**Work to complete**.
(1) In the Rindle project description, what shape do the NumPy arrays for Dataset.X and Dataset.Y have?
(2) Write the next part of the Rindle project description, picking up right after its last sentence.

─── Document passage

Skip to main content

Dataset preparation library with Python bindings for sliding window tensors

Project description

Rindle for Python

Rindle turns collections of per-ticker CSV files into contiguous sliding-window tensors that are ready for deep learning workflows. The Python extension wraps the C++20 data preparation engine behind a small, NumPy-friendly API so you can configure builds, materialize datasets, and recover fitted scalers directly from notebooks or training scripts.

Highlights

  • Deterministic dataset builds – declare the window geometry, scaler, and input schema with rindle.create_config and let the engine emit consistent results across runs.
  • Multi-threaded – both build_dataset and get_dataset parallelize work across tickers and windows using a C++ thread pool. An optional thread_count parameter (default 0 = auto) gives explicit control. The Python GIL is released during these calls so other threads stay responsive.
  • Manifest-driven reloads – rehydrate tensors on demand with rindle.get_dataset using the in-memory manifest returned by a build or a saved manifest.json file.
  • NumPy integration – feature (Dataset.X) and target (Dataset.Y) tensors are exposed as NumPy arrays with shape (windows, sequence_length, features) and float32 precision for direct use with frameworks such as PyTorch or TensorFlow.
  • Scaler introspection – fetch the fitted scaler for any ticker/feature pair to invert predictions or understand the normalization that was applied.

Installation

The package ships with pre-built wheels when possible and can also be compiled locally with a C++20 toolchain.

──────
─── Supplied records

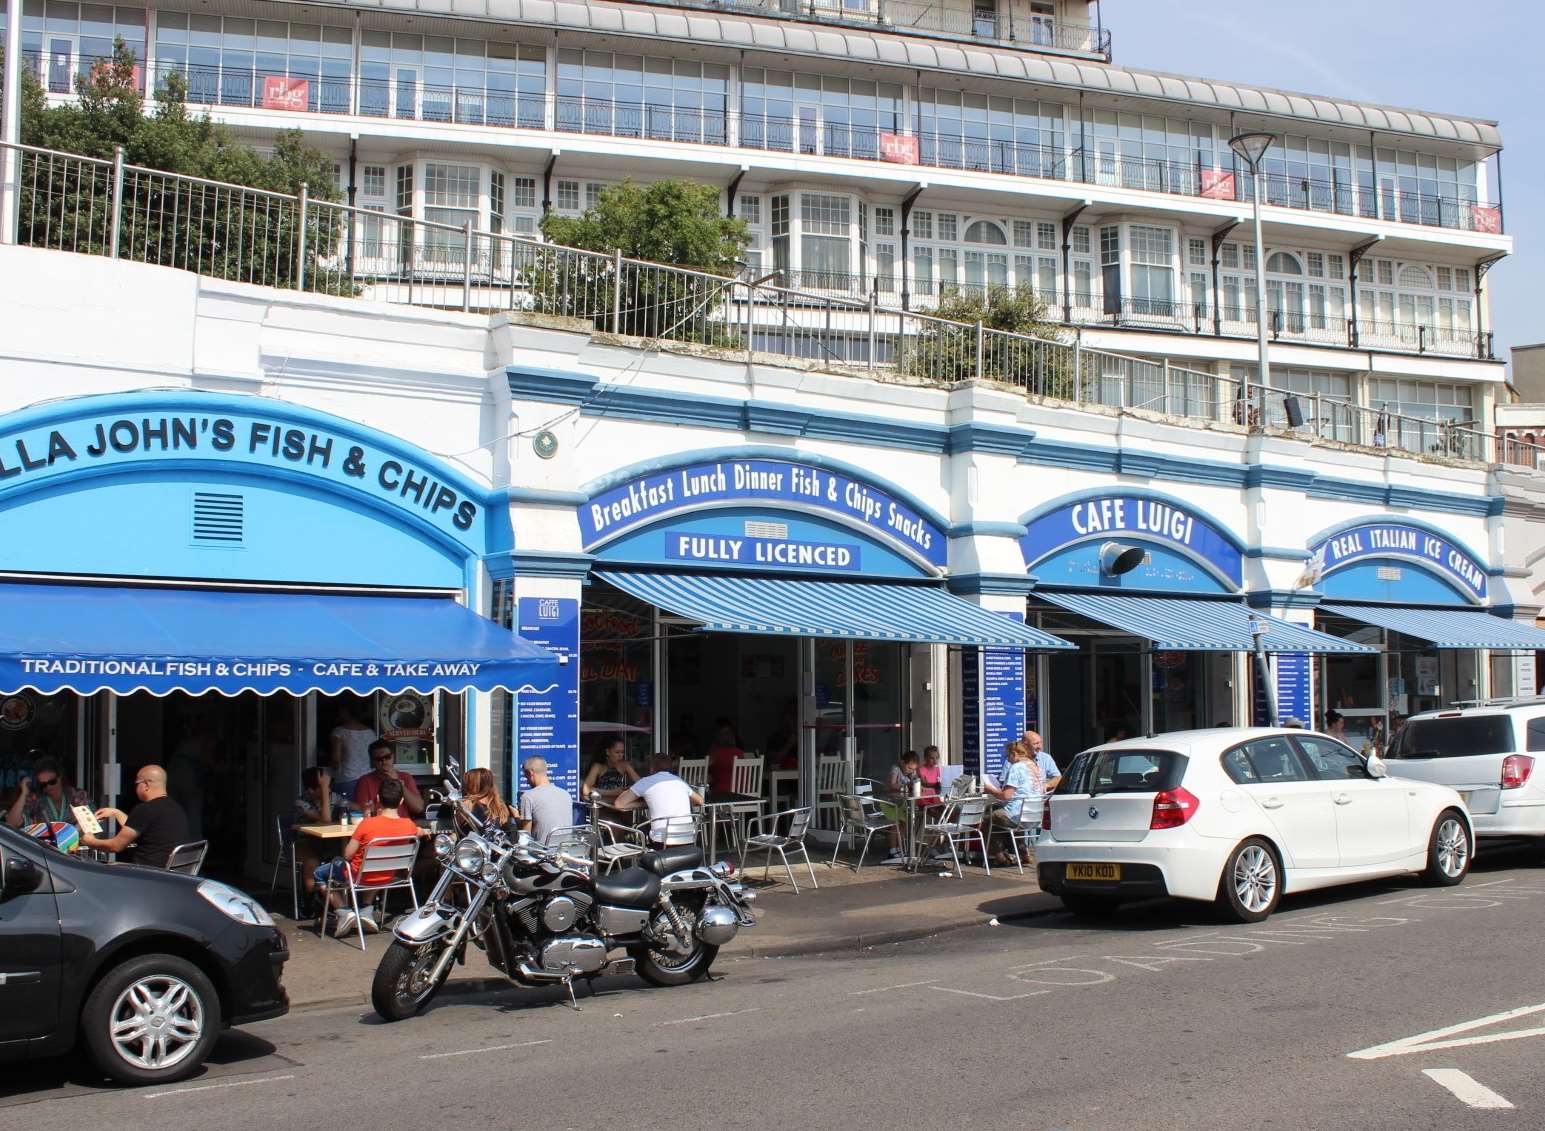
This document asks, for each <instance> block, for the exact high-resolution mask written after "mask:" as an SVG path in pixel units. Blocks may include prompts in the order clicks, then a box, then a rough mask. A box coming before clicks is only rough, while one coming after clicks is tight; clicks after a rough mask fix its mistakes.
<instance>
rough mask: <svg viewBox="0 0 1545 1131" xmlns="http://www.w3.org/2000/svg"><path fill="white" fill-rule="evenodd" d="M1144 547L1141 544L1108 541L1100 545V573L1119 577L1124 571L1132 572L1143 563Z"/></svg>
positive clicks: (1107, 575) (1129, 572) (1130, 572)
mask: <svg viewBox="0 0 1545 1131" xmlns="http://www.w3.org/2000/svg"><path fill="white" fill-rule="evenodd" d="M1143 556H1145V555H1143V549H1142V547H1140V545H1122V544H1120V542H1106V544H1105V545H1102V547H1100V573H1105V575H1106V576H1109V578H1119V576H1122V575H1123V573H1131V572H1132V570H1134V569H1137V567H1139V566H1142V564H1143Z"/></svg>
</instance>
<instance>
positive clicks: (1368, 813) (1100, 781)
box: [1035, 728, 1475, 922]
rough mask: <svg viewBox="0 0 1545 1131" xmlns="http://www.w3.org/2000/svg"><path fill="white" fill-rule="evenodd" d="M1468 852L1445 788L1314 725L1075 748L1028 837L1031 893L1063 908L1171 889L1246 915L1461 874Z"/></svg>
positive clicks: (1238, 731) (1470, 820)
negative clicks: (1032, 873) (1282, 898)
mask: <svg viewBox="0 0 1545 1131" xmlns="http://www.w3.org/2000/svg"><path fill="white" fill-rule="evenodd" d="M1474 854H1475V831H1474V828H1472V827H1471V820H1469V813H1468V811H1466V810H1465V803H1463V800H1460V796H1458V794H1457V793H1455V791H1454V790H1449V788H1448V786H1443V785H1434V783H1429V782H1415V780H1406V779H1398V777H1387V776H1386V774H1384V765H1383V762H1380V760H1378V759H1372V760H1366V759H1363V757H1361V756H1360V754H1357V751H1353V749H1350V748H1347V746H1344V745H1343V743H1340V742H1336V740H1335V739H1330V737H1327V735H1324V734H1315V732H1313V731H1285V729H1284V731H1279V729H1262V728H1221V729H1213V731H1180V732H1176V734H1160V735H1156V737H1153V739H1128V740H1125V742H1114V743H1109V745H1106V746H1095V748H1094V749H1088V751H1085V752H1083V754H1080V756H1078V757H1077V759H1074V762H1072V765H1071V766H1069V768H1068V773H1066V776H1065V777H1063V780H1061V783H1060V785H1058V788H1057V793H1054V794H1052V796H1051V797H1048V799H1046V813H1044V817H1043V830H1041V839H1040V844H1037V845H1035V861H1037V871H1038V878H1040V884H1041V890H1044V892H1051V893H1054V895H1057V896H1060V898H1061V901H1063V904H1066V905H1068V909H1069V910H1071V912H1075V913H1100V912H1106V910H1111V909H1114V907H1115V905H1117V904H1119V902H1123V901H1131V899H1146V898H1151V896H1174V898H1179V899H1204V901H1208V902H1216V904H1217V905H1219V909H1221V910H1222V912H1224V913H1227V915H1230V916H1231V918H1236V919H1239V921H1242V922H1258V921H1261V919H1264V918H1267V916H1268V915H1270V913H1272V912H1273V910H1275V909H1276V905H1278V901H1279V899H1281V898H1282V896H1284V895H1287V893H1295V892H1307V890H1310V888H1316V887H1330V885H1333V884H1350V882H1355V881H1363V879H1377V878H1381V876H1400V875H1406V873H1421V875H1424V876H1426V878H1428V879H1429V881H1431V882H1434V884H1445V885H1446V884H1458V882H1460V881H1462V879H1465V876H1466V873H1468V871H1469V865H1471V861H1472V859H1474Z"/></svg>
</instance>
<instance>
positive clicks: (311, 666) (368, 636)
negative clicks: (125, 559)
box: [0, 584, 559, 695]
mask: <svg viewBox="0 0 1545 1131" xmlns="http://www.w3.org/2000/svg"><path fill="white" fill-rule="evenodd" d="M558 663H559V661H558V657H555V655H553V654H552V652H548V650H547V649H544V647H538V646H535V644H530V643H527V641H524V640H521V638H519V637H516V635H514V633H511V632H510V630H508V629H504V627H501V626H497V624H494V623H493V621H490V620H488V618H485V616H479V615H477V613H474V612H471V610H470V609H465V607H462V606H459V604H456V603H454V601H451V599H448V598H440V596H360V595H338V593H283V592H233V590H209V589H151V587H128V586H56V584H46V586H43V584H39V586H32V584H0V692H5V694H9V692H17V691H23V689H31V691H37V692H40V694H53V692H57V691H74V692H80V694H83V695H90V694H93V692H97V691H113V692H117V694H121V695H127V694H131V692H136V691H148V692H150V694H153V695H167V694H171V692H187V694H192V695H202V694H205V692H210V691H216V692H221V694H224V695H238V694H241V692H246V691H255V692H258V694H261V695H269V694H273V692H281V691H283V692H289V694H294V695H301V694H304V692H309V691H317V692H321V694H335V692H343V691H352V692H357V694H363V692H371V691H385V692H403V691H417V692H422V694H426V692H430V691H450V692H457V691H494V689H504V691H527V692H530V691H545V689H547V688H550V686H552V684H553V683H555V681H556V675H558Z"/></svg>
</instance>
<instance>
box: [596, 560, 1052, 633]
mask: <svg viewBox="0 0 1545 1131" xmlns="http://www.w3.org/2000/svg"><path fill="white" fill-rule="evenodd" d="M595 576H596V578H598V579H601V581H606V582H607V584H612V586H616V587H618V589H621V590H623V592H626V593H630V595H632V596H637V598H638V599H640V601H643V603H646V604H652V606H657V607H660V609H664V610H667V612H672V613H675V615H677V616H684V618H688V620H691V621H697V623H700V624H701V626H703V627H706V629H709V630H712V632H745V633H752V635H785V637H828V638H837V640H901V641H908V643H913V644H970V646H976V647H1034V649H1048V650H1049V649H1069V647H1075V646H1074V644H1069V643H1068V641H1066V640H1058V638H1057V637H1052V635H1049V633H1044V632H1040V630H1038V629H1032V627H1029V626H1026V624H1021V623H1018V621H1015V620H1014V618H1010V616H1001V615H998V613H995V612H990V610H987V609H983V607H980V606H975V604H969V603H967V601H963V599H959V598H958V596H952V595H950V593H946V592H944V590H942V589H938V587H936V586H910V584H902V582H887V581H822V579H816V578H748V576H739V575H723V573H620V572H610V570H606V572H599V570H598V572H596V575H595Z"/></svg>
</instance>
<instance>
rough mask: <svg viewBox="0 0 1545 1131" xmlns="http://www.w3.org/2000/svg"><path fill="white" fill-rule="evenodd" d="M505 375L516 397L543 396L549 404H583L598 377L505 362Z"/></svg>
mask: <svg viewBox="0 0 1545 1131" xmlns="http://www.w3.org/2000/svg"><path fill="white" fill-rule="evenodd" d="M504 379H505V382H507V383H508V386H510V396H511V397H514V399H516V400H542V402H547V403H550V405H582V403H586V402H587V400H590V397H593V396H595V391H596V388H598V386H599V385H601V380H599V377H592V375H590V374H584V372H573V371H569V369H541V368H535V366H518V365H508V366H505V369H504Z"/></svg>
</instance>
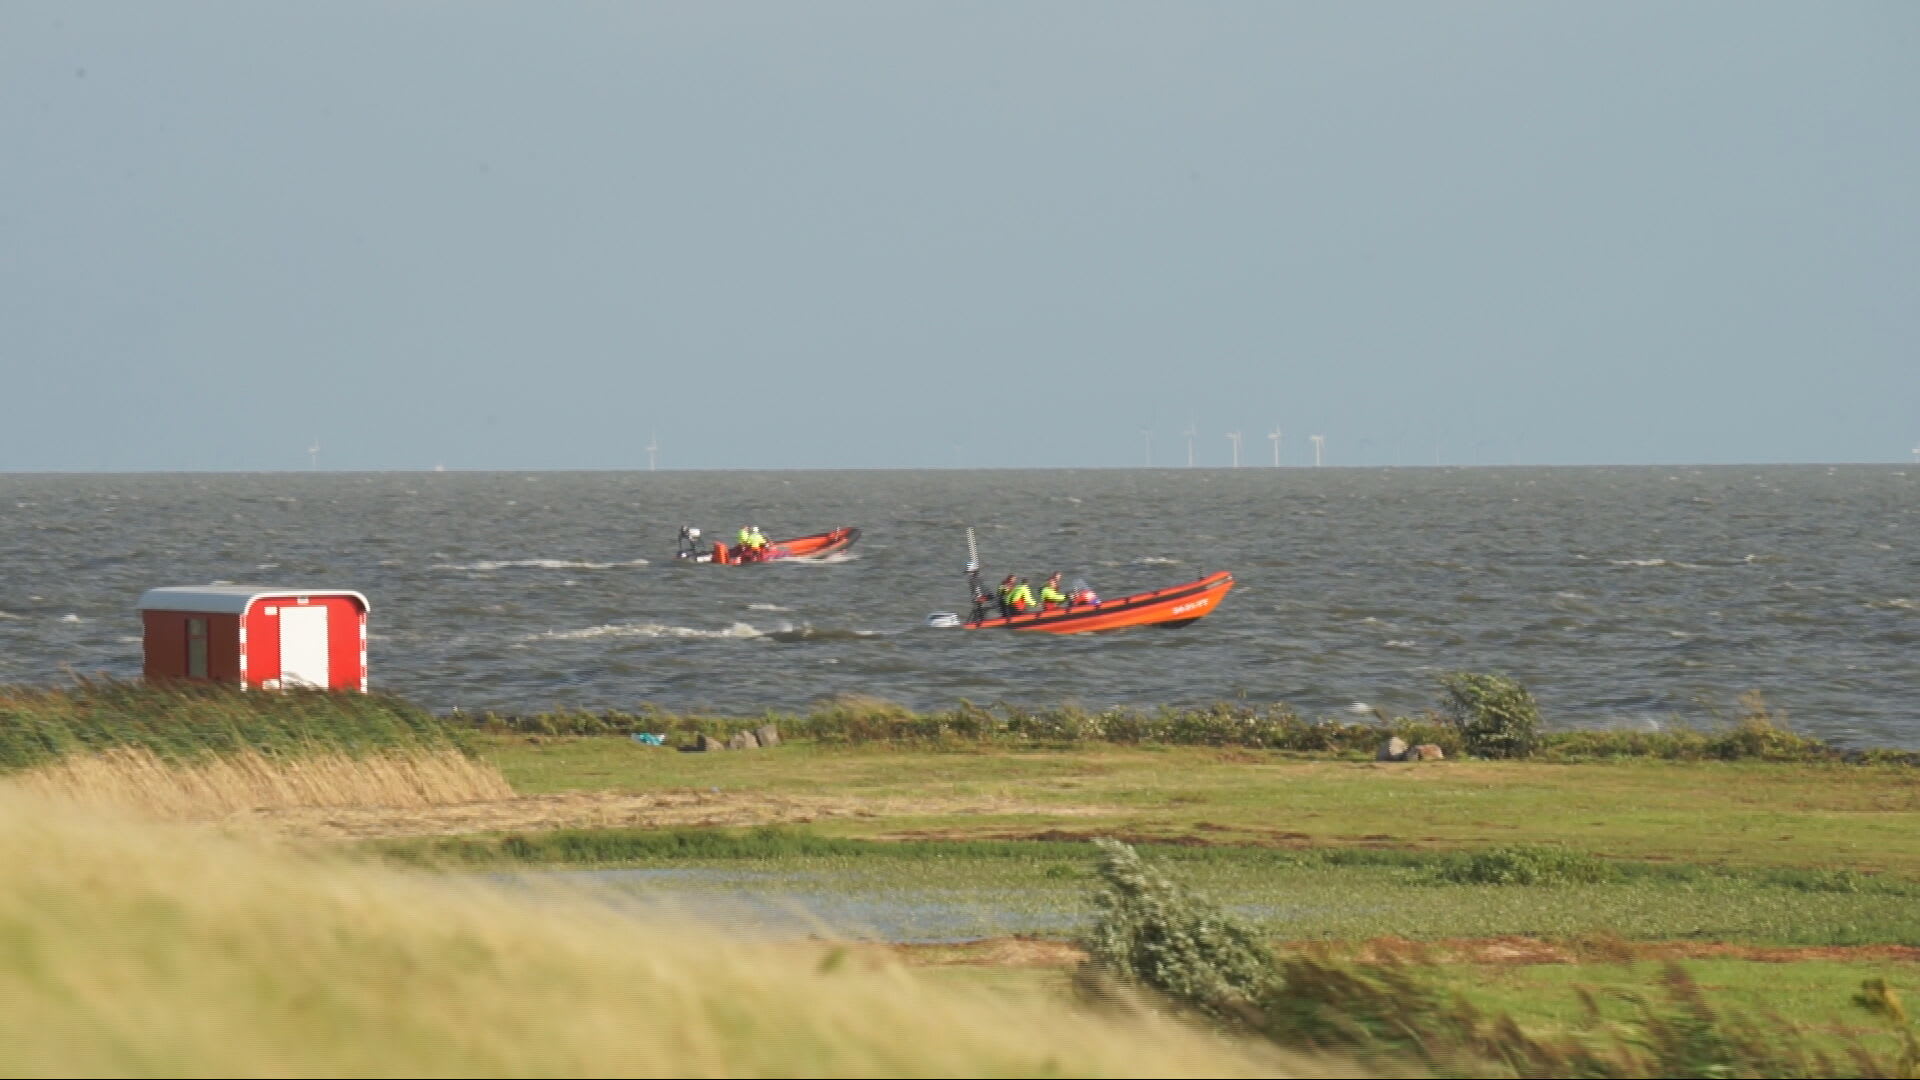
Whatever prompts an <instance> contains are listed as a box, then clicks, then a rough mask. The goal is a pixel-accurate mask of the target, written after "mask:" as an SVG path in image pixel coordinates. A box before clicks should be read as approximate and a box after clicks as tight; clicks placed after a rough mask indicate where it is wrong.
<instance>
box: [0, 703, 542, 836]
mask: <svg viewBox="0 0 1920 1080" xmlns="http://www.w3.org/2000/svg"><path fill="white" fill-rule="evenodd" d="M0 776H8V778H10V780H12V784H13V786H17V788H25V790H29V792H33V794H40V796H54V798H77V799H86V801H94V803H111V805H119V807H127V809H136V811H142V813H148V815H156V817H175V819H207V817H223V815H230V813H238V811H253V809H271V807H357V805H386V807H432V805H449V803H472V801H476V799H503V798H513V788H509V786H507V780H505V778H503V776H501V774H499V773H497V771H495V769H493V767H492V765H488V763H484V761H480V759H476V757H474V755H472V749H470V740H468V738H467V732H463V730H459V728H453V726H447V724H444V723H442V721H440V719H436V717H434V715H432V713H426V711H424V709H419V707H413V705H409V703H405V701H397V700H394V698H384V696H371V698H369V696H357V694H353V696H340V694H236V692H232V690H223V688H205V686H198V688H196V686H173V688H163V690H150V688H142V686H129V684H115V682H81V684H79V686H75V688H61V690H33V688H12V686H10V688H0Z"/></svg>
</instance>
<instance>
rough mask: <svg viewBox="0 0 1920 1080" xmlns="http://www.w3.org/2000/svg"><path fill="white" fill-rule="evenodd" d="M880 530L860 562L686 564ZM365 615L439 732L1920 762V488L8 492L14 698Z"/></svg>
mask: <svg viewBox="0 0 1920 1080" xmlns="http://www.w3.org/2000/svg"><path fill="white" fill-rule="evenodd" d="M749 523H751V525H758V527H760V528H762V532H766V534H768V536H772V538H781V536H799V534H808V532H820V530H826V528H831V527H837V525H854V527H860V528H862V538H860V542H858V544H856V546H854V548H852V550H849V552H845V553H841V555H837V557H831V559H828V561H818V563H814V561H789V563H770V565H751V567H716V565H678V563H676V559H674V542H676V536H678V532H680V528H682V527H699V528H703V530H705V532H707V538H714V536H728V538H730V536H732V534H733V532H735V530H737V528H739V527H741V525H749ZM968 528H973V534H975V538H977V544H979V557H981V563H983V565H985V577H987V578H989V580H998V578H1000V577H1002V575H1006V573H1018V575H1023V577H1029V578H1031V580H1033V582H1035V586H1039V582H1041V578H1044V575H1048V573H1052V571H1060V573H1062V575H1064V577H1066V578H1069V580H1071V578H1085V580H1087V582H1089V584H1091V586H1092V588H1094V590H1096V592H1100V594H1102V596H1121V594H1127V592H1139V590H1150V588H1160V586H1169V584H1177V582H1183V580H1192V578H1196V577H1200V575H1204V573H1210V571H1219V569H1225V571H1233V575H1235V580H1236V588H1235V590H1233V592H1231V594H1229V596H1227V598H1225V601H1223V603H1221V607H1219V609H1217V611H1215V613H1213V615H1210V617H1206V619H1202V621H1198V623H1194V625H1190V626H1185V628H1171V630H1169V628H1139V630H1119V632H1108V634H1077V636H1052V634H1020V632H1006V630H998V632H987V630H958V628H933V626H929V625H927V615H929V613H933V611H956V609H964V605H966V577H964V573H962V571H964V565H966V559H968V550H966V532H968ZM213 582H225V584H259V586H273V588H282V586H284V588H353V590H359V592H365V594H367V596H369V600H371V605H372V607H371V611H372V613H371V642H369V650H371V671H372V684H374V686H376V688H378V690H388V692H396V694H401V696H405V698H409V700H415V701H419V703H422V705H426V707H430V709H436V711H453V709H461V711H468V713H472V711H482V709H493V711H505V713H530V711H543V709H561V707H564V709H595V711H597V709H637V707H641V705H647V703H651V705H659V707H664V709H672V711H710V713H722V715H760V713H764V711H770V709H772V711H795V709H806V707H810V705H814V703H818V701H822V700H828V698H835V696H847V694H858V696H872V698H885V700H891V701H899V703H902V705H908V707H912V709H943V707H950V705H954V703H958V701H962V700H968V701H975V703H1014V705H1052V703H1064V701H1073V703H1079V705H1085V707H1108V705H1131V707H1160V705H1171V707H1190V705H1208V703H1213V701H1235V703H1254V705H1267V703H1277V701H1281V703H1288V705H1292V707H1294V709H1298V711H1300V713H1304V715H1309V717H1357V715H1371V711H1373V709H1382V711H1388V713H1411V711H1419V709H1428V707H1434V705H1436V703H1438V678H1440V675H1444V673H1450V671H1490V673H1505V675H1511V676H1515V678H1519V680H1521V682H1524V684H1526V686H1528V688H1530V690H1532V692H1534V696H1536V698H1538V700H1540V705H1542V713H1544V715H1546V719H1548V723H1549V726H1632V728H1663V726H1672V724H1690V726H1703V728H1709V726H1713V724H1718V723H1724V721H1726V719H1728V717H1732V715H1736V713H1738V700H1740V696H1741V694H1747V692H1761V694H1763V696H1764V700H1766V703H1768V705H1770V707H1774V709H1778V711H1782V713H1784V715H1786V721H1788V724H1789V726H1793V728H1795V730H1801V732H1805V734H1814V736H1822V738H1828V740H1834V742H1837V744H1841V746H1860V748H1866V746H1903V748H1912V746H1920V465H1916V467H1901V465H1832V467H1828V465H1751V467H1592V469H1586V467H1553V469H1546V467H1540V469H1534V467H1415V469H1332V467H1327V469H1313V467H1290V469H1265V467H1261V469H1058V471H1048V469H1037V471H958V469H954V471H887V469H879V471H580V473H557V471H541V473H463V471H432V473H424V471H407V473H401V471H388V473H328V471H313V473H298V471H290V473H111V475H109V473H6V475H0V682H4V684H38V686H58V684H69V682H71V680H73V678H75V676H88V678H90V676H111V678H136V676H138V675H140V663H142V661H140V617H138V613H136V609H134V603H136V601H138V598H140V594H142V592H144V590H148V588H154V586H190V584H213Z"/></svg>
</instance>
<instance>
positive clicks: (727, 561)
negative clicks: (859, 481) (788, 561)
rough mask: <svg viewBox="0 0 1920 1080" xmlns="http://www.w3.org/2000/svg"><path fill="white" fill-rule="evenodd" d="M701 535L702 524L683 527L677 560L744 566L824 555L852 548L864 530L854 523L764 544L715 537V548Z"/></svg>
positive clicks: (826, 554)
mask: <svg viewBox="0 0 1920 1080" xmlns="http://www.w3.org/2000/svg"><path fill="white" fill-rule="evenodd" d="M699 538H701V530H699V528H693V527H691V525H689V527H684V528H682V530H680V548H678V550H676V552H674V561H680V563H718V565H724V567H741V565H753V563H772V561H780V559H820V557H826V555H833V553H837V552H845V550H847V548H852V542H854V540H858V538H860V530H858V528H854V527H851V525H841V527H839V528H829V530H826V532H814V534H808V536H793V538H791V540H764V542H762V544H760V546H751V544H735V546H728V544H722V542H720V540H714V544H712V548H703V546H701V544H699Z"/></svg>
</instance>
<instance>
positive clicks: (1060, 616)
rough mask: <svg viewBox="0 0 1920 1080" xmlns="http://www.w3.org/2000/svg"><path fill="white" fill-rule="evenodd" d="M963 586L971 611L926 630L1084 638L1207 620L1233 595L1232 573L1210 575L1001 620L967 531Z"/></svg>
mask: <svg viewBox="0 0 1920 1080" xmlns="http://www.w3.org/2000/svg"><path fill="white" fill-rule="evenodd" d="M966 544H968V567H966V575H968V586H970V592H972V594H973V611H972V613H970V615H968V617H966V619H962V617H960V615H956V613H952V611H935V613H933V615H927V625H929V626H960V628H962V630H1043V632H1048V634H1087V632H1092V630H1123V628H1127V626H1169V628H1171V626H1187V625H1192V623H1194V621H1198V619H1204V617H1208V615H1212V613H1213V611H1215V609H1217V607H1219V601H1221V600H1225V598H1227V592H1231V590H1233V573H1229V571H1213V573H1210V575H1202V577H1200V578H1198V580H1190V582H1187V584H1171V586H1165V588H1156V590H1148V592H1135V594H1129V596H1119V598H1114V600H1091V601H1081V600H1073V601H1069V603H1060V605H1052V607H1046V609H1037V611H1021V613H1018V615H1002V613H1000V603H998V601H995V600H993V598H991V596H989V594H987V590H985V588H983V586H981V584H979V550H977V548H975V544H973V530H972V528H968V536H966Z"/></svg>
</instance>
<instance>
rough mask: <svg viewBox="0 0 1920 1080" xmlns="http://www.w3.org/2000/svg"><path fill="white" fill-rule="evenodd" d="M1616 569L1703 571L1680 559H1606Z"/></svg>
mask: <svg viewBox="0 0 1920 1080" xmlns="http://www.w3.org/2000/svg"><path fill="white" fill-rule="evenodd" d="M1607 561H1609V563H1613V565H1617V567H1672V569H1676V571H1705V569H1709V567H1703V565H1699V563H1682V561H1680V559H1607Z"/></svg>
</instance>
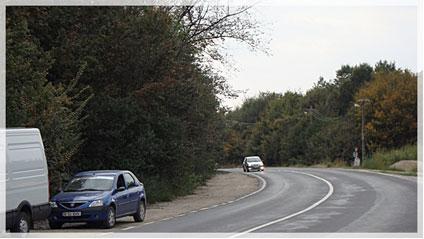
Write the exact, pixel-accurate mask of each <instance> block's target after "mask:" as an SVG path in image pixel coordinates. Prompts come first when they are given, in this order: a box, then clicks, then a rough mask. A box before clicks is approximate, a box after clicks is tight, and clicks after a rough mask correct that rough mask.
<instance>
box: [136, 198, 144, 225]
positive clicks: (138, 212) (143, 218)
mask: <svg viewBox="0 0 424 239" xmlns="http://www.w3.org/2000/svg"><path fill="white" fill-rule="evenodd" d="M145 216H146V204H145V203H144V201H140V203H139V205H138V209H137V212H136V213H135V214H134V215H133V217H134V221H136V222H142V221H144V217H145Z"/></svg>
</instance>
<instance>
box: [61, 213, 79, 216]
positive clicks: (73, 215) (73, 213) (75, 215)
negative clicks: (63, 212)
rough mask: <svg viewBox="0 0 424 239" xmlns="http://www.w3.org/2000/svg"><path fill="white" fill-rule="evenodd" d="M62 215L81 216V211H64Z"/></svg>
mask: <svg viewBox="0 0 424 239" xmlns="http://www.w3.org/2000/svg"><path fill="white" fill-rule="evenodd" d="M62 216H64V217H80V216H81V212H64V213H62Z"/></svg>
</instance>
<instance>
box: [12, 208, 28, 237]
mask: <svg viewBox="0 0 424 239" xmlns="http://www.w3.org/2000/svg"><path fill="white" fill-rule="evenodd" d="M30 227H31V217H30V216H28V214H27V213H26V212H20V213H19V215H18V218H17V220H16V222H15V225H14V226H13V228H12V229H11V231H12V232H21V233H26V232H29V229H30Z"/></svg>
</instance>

──────

**Your written answers**.
(1) (windows, sequence_length, features)

(2)
pip install rindle

Building from source requires a compiler with C++20 support, CMake 3.18+, and Python 3.9 or newer. When working from a clone of the repository:

python -m pip install --upgrade pip
python -m pip install build
python -m build
python -m pip install dist/rindle-*.whl

Quickstart

from pathlib import Path
import rindle

config = rindle.create_config(
    input_dir=Path("data/raw_prices"),
    output_dir=Path("data/processed"),
    feature_columns=["Open", "High", "Low", "Close", "Volume"],
    seq_length=64,
    future_horizon=8,
    target_column="Close",
    time_mode=rindle.TimeMode.UTC_NS,
    row_major=False,
    scaler_kind=rindle.ScalerKind.Standard,
)

manifest = rindle.build_dataset(config)  # parallelized across tickers

# Load full dataset (default)
dataset = rindle.get_dataset(manifest)  # parallelized tensor fill

# Load a random 10% sample (maintains ticker distribution)
dataset_small = rindle.get_dataset(manifest, percentage=0.1)

# Explicit thread count (0 = auto-detect)
dataset = rindle.get_dataset(manifest, thread_count=4)

X = dataset.X  # NumPy array: (windows, seq_length, n_features), dtype=float32
Y = dataset.Y  # NumPy array aligned with X when targets are enabled
meta = dataset.meta  # List of WindowMeta objects with ticker provenance
print("total windows:", dataset.n_windows())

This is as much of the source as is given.